** Opening Information block **
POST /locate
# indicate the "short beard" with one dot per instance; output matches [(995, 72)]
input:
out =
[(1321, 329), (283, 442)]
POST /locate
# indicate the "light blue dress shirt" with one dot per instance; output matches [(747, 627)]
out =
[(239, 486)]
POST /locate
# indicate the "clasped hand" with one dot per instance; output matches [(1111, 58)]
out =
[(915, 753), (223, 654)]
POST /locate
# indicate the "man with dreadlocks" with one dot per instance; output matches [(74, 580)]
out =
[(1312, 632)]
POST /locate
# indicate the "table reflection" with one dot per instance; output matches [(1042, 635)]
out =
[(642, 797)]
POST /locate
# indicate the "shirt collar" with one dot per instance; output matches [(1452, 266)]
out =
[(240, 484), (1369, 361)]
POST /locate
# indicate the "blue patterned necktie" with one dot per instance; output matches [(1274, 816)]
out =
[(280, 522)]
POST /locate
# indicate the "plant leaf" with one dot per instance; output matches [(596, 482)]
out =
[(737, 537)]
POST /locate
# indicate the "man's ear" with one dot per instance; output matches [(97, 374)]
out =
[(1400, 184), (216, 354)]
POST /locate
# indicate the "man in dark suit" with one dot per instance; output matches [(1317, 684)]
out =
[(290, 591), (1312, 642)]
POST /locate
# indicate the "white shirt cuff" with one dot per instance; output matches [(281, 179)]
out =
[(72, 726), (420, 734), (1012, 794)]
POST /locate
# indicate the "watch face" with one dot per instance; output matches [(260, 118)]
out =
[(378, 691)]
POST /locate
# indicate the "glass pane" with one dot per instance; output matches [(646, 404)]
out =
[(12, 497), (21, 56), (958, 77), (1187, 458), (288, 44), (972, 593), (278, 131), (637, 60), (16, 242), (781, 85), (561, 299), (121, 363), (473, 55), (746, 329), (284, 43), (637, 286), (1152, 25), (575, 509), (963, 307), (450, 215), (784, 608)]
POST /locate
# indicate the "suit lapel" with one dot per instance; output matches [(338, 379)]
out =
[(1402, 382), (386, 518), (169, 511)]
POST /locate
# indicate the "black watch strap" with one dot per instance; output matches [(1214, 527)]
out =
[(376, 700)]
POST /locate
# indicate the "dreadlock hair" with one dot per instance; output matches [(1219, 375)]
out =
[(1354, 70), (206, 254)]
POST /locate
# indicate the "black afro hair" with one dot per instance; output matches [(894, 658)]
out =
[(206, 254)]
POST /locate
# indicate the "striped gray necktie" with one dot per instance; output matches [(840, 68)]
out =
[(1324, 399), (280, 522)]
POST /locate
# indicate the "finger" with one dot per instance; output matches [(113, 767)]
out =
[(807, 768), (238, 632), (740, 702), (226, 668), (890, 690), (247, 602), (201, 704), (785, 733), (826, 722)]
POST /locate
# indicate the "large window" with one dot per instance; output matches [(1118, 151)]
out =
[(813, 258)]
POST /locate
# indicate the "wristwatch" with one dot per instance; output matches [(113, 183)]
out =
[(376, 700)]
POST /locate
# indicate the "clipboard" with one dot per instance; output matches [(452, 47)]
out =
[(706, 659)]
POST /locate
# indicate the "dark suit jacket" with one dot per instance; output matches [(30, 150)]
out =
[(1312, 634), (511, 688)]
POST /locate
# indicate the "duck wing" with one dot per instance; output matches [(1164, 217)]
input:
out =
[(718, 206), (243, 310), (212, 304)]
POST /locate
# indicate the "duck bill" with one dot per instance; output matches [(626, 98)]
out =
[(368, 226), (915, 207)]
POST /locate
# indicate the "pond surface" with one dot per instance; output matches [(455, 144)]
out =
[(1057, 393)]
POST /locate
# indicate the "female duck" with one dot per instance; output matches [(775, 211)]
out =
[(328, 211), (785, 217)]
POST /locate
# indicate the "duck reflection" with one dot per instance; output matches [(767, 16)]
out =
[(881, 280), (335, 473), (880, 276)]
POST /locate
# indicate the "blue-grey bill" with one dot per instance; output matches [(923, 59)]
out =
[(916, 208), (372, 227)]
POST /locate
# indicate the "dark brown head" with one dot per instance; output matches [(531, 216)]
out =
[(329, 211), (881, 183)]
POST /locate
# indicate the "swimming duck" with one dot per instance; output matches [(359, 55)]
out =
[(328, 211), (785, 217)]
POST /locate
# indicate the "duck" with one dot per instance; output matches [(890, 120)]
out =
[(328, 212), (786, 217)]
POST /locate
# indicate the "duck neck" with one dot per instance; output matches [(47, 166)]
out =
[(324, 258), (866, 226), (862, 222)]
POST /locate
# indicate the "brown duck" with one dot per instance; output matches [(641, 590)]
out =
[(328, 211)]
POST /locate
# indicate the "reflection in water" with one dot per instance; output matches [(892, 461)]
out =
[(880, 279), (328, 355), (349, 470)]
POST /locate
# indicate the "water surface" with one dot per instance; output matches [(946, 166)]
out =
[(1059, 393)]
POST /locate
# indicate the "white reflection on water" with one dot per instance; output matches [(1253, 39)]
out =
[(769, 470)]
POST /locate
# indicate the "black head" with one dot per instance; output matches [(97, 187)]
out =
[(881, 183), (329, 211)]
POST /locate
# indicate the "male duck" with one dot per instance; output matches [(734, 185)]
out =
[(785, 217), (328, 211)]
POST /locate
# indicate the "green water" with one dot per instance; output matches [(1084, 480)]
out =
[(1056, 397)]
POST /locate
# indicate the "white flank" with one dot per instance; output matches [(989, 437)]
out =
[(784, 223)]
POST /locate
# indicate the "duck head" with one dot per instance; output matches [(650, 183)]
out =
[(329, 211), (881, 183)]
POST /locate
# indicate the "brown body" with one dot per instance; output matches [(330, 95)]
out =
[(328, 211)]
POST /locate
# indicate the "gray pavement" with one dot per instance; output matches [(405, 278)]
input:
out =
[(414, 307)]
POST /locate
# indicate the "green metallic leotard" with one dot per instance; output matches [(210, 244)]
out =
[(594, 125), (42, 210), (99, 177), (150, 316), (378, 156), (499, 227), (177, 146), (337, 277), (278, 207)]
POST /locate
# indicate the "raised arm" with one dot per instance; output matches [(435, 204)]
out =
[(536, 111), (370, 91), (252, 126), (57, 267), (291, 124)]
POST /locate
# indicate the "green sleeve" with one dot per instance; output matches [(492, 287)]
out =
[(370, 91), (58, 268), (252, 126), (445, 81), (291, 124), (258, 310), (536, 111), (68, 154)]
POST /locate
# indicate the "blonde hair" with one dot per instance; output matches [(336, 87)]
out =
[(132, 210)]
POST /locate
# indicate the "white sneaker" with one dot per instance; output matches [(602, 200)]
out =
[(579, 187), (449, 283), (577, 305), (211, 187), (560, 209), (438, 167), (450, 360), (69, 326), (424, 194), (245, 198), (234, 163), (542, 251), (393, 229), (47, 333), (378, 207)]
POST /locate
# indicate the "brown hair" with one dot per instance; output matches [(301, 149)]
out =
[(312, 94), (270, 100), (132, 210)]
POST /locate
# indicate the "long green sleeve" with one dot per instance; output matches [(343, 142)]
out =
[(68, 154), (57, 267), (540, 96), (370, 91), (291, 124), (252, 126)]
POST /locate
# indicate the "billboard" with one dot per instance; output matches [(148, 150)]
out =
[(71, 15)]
** Closing Information block **
→ **Description of the task**
What do the lines of the material read, from the first through the line with "matches [(1219, 375)]"? Transcribe them exactly and stop there.

→ **Written response**
POST /locate
# indicate the "short beard" with one dot per instance; output matches [(995, 72)]
input:
out =
[(1321, 329), (283, 442)]
POST /locate
# indicate the "light blue dress shirt" with one dot per instance; output matches [(747, 627)]
out =
[(239, 486)]
POST /locate
# indicate the "clasped hand" with one dot per instance; output matches [(1111, 58)]
out =
[(915, 753), (223, 654)]
POST /locate
# indicate the "man with dreadlocks" with one dot per instance; output matches [(74, 580)]
out =
[(1312, 632)]
POST /locate
# indicate the "table reflection" with one dot per instance; output matches [(1042, 635)]
out =
[(642, 797)]
POST /locate
# indicate the "shirt collar" with one dot per instance; output matches [(1452, 266)]
out =
[(240, 484), (1369, 361)]
POST /locate
# indicate the "blue patterned necktie" with one dot per instance; output matches [(1274, 816)]
out =
[(280, 522)]
POST /locate
# indicate the "plant leaf" with one dot per instance; output matches [(596, 482)]
out =
[(737, 537)]
POST /locate
# indicate the "man's ear" with one dot per instance; output matches [(97, 374)]
out =
[(1400, 184), (216, 354)]
POST /locate
# indicate the "man in dark suit" with one dot per instance; output matches [(1317, 684)]
out =
[(290, 591), (1312, 642)]
POST /locate
# indicate the "white shirt cuff" with one dot per instance; output matches [(281, 179)]
out =
[(72, 726), (420, 734), (1012, 794)]
POST /locate
# indicate the "watch face" with one dot per instance; output matches [(260, 118)]
out =
[(378, 691)]
POST /locate
# indicate the "glass pane" with one dot per instance; output matches [(646, 404)]
out =
[(12, 497), (21, 56), (958, 77), (1187, 458), (288, 44), (972, 593), (278, 131), (637, 60), (16, 242), (781, 85), (561, 299), (121, 363), (473, 55), (746, 329), (284, 43), (637, 286), (1152, 25), (575, 509), (963, 307), (450, 215), (784, 608)]
POST /locate
# indicate the "suit lapel" with one dot per instance; output matches [(338, 379)]
out =
[(1402, 382), (386, 518), (169, 511)]
POST /locate
# indicate the "black watch strap" with one dot per instance; output matches [(1214, 527)]
out =
[(376, 700)]
POST /locate
# indicate the "dreadlock hair" with one dot per instance; output matches [(1219, 375)]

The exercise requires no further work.